=== TASK ===
Reproduce every line of the listing below without changing anything.

— start of PROVIDED RECORDS —

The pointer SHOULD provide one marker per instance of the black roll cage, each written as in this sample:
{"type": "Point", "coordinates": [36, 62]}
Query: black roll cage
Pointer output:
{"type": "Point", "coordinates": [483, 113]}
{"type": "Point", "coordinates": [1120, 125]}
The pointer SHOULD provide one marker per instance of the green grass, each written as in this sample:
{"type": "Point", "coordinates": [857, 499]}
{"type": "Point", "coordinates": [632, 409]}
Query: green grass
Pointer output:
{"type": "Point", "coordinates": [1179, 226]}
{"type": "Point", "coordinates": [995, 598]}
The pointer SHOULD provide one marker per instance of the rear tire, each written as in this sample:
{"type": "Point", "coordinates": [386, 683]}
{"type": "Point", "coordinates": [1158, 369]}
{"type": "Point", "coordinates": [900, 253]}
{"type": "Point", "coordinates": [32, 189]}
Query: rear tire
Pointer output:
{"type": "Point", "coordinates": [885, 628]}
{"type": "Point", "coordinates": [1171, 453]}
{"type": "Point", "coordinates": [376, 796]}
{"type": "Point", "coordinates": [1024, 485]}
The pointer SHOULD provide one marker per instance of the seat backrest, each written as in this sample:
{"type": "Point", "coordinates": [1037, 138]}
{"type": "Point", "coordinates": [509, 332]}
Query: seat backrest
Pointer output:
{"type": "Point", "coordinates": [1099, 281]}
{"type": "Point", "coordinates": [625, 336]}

— end of PROVIDED RECORDS —

=== COMPLETED TASK ===
The pointer SHOULD provide one marker per instance of the black roll cage, each written as in this sample:
{"type": "Point", "coordinates": [36, 62]}
Query: black roll cage
Pointer output:
{"type": "Point", "coordinates": [483, 113]}
{"type": "Point", "coordinates": [1120, 125]}
The pointer SHOULD provide one marker per instance of the green grass, each written as in this sample:
{"type": "Point", "coordinates": [857, 499]}
{"type": "Point", "coordinates": [632, 409]}
Query: green grass
Pointer output:
{"type": "Point", "coordinates": [1179, 226]}
{"type": "Point", "coordinates": [995, 598]}
The pointer SHOULD provide one marker per instance of the rear tire, each written as in this sample:
{"type": "Point", "coordinates": [386, 683]}
{"type": "Point", "coordinates": [1158, 369]}
{"type": "Point", "coordinates": [900, 253]}
{"type": "Point", "coordinates": [32, 189]}
Query: rear tire
Pointer output:
{"type": "Point", "coordinates": [885, 628]}
{"type": "Point", "coordinates": [1171, 453]}
{"type": "Point", "coordinates": [376, 796]}
{"type": "Point", "coordinates": [1024, 485]}
The pointer SHOULD provide one marker per instance of the seat backrest, each written as in this sample:
{"type": "Point", "coordinates": [1037, 138]}
{"type": "Point", "coordinates": [509, 332]}
Query: seat backrest
Pointer output:
{"type": "Point", "coordinates": [1099, 281]}
{"type": "Point", "coordinates": [625, 336]}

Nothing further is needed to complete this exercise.